# DATA UNDER STUDY:
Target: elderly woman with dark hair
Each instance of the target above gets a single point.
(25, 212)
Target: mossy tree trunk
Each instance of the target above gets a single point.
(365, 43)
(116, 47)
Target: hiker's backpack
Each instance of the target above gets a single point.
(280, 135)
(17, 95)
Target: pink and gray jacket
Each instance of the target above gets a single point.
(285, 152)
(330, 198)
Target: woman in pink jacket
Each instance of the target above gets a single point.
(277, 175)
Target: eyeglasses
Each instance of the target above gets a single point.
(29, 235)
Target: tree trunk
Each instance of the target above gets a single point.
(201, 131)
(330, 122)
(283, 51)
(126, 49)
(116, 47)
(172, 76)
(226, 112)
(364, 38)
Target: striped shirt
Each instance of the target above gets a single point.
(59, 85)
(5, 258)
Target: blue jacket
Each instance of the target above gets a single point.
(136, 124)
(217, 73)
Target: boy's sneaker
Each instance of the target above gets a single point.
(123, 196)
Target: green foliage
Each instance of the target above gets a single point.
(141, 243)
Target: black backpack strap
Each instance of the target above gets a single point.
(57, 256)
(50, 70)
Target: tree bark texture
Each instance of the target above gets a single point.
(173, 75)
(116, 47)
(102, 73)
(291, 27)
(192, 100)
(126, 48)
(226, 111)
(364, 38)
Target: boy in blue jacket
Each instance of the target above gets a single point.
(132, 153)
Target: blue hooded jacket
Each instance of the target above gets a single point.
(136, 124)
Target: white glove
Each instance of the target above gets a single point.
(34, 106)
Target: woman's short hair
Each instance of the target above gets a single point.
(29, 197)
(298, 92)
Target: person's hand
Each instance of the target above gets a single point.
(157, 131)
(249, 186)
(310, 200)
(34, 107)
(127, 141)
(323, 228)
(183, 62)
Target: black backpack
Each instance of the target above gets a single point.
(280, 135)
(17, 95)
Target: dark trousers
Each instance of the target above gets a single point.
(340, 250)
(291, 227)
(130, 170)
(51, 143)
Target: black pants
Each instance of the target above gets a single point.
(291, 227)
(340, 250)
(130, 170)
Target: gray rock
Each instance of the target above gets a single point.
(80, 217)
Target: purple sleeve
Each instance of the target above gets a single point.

# YOUR GOAL:
The answer is the lines above between the line holding "Target: boy's sneaker" and the line holding "Target: tree bark texture", inclusive, each written out exactly, and no others.

# RESPONSE:
Target: boy's sneaker
Each instance of the target above gets a single point.
(123, 196)
Target: green foliage
Each instance of the target above gets a single point.
(141, 243)
Target: black backpack strap
Each instance of the target above gets a single point.
(57, 256)
(50, 70)
Target: tree bark texture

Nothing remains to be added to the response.